Exercise goal: Images are to be left out when the records below are printed word for word.

Material provided:
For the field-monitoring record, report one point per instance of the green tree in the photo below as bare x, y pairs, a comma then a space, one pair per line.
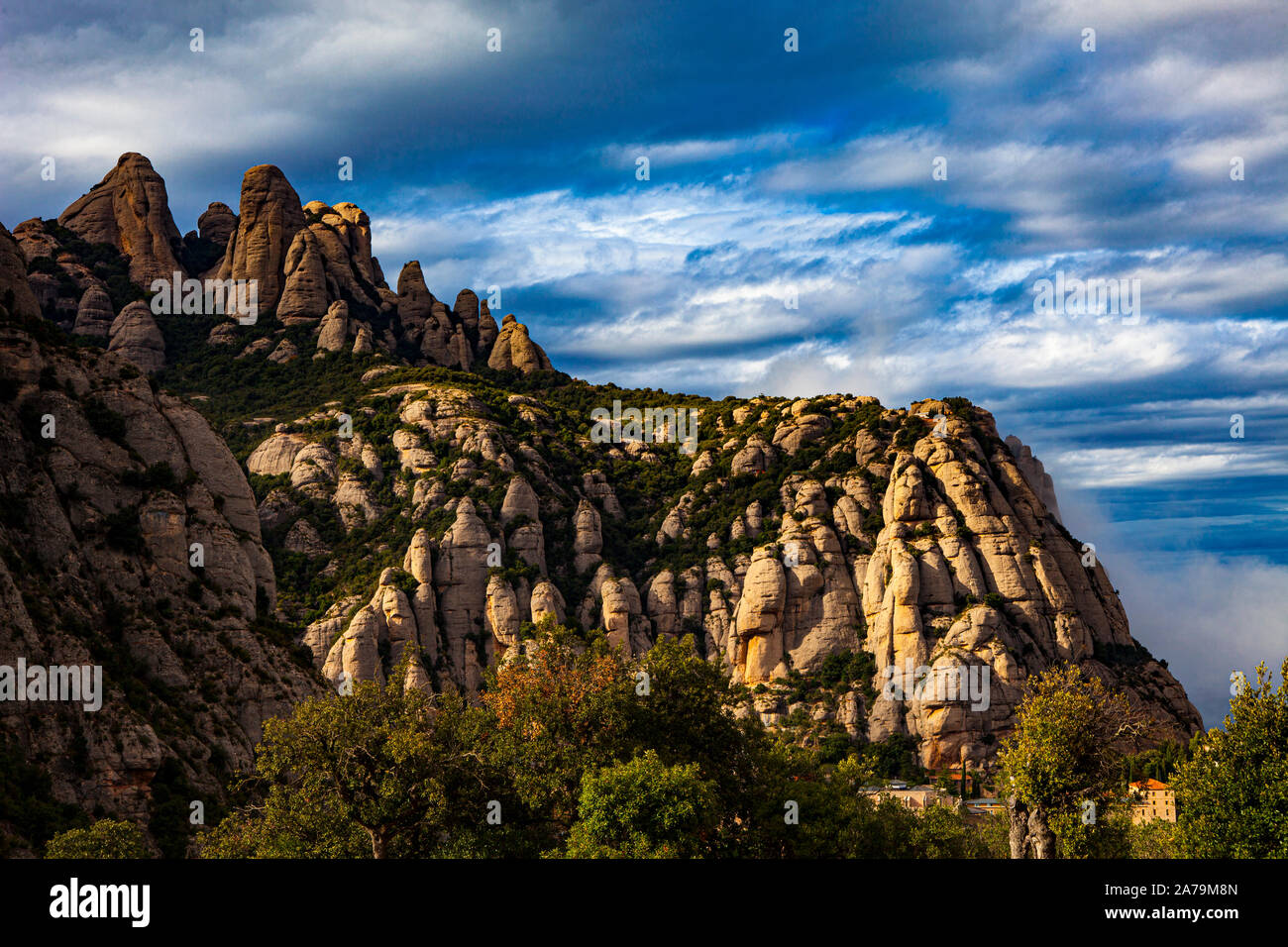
104, 839
1063, 763
644, 809
382, 771
1232, 796
1154, 839
555, 715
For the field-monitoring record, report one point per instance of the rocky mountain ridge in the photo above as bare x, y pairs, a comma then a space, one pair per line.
386, 472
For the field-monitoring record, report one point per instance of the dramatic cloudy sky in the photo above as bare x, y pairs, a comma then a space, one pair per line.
777, 172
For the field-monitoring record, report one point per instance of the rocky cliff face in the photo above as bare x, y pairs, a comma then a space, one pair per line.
312, 266
862, 531
424, 479
130, 540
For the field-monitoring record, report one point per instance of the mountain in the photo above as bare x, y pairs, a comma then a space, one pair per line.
374, 470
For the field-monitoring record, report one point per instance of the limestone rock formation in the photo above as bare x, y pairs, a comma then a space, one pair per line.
134, 335
99, 569
1038, 479
269, 218
514, 350
130, 210
217, 224
94, 315
16, 292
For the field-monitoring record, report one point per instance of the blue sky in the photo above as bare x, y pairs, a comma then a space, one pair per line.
774, 172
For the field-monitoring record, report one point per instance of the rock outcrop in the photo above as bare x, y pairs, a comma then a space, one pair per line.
134, 335
132, 543
514, 350
130, 210
269, 218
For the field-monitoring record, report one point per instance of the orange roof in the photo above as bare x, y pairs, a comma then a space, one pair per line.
1149, 785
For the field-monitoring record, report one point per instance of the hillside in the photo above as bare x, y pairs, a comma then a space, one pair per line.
393, 472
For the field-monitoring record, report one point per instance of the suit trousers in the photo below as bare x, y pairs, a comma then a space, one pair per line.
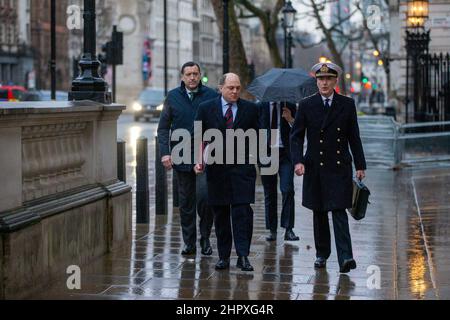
341, 235
241, 216
193, 195
286, 173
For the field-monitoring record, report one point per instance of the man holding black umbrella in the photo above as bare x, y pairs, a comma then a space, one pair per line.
279, 117
331, 126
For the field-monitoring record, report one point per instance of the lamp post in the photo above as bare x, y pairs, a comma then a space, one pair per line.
166, 78
89, 85
226, 49
288, 23
417, 41
53, 49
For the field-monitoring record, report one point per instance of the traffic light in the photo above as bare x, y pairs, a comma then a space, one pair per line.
117, 40
114, 49
364, 79
102, 57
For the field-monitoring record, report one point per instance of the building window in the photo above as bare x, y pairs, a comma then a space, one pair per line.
206, 4
207, 25
207, 49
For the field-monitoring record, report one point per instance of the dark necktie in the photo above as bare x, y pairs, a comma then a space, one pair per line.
229, 117
274, 123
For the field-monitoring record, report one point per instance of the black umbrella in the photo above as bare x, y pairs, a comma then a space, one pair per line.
279, 84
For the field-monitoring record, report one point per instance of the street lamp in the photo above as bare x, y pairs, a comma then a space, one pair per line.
89, 85
417, 41
226, 49
288, 23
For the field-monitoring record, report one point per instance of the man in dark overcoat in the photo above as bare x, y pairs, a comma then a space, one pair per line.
231, 186
180, 107
330, 122
279, 116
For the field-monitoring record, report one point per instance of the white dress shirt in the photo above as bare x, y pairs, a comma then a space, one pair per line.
225, 108
330, 99
276, 105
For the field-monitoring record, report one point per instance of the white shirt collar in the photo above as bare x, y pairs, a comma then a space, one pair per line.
224, 103
330, 99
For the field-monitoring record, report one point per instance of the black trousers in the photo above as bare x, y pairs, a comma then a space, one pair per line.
341, 235
240, 218
193, 196
286, 173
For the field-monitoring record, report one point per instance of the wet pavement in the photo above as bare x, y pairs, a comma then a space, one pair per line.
404, 239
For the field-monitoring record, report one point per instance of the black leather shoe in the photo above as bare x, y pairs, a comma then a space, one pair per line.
222, 264
206, 247
272, 236
290, 236
320, 263
188, 249
347, 265
244, 264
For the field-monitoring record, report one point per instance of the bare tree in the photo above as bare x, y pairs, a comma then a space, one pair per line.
269, 21
331, 33
238, 59
376, 39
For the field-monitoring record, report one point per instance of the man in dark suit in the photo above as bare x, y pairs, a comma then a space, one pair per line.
231, 186
280, 117
179, 111
331, 126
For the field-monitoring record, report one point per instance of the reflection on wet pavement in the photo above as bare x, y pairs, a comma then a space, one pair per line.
405, 236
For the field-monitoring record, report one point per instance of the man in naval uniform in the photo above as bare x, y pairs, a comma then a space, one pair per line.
330, 122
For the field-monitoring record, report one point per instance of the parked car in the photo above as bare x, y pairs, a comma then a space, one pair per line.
149, 104
11, 93
44, 95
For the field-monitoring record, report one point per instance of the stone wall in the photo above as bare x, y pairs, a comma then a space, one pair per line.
60, 201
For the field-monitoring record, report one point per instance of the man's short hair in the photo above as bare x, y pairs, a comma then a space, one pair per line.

Result for this exercise:
For the field-monitoring record, report one point per instance of the green tree in the photo below as bare x, y pairs, a comma then a space, one pair per line.
104, 839
1063, 763
644, 809
382, 771
1232, 796
1154, 839
555, 715
For the field-monitoring record, report one point per instance of the rocky mountain ridge in the photo above as bare x, y pairs, a comma then a space, one pair per line.
386, 472
For the field-monitoring record, report one point per instance of the dramatic cloudy sky in the photo above as bare x, y pairs, a comma then a space, one pair per line.
777, 172
For the field-monitoring record, report one point per instance of the rocky cliff face in the photo above as bare x, y pairs, a comma then a space, one pair per line.
312, 266
862, 531
424, 479
130, 540
For the field-monitoring record, report one point per instance of the mountain in the photo above as bare x, y pairs, a comma then a space, one pair per line.
374, 470
For the field-monitoring record, report one point per instance of the limestone rock formation in the photo above as bare x, y pairs, a comma then a space, one pair per line.
134, 335
99, 569
1038, 479
269, 218
514, 350
130, 210
217, 224
94, 315
16, 292
For the field-monitoring record, report one point per instance of the blue sky in the photo above as bare x, y pairs, a comma then a space, one pair per line.
774, 172
For the field-monitoring record, report one point per instance of the rock outcrop in the photo above as bare x, y pairs, a comma then a space, one pair per line.
134, 335
132, 543
514, 350
130, 210
269, 218
For the field-monitoring record, report one point per instance of the orange roof in the photo above as bare x, y pairs, a comma then a space, one pair per line.
1149, 785
For the field-monitoring record, report one point per instance of the hillside in the photo above as bare x, y pairs, a comma then a space, one pair per line.
393, 472
For the field-monitoring record, report one point per instance of the suit trousers in the photo below as bare x, y pairs, a comma then a space, one pair per line.
341, 235
241, 216
193, 195
286, 173
For the field-monitoring record, report one point per instance of the man holding black umbrella in the photo above as bare x, y pairs, a comma then a space, one pair per line.
279, 117
331, 126
For the field-monitoring record, report one point per instance of the lamp post in the photo above as bare x, y pairs, a comma then a space, one pair per line.
166, 78
89, 85
226, 49
288, 23
417, 41
53, 49
For the field-monitoring record, report one point per instance of the traffic light in the photo above as bare x, y pairs, a comma then a space, one pair per line.
117, 40
114, 49
364, 79
102, 57
For the field-monitoring record, report one point per instance of the building window in the photo above as bare x, y pairs, a comma then a space, one pair per line.
206, 4
207, 25
207, 49
For the field-monitoring record, report one point per instance of the dark necktie in the photo above as bare x, y pairs, a comma then a space, one pair per line.
229, 117
274, 123
For the field-monitoring record, report one point per instance of the black umbrella in the photo above as bare x, y pairs, a comma then a space, one pair per line.
279, 84
For the field-monitoring record, report one point per instance of the street lamp in the photo above as bare x, y pairs, a comma then a space, one pair per line.
89, 85
417, 41
226, 49
288, 23
For the field-monitoring record, report one point per instance of the man in dark overcoat in the photo above as bare x, y pairs, a comma then a space, one pair per line.
231, 186
180, 107
330, 122
279, 116
For the field-monitoring record, report one point per instance of the white dress shirt in the photo above as bare x, y pairs, a comma then a space, one pair per line.
225, 108
330, 99
276, 105
For the field-monitoring record, report one point per instance of the white shirt collar in the photo above as bare x, y pairs, a comma then a space, one pair per line.
224, 103
330, 99
For the field-monitoring record, report one point per instance of the black trousers in the photo above as bare x, y pairs, a comma then a space, one pair per line.
341, 235
240, 218
193, 196
286, 173
For the field-monitoring record, report one point per instance of the wet pavement in the photo above as bare x, y pairs, a comma then a space, one pair per line.
404, 239
For the field-monitoring record, report one point per instance of the black leather shoe in the photo above as bare x, y pairs, a comma then a space, one pair per line.
222, 264
206, 247
272, 236
290, 236
320, 263
188, 249
347, 265
244, 264
For the field-monitoring record, report one point per instance of the bare tree in the photo above as bare x, y pairs, a comma then a space, one pair per line.
269, 21
331, 33
238, 59
376, 39
For the field-monitoring record, report one point per instance of the man in dark suit in the photo above as bare x, y pairs, a comma then a space, one pair per line.
231, 186
280, 117
179, 111
331, 126
For the field-monitoring record, report one point per instance of the reflection on wet pavement in the photo above as bare x, y pairs, a comma then a space, one pair per line.
405, 236
For the field-monitoring record, report one point per instance of the man in naval uniform in the photo above as bare x, y pairs, a comma then a space, one pair per line.
330, 122
For the field-monitoring record, report one point per instance of the parked car in the photo above as bare x, y pairs, a comma then a space, one pair per line.
149, 104
11, 93
44, 95
For the field-monitoring record, report one point per instance of the stone wall in the photo above as bare x, y pairs, a comma then a space, one pair per line.
60, 201
For the field-monitoring record, report one point per instance of the man's short hair in the photo above as bare x, y pairs, a comma then a space, one pair per line.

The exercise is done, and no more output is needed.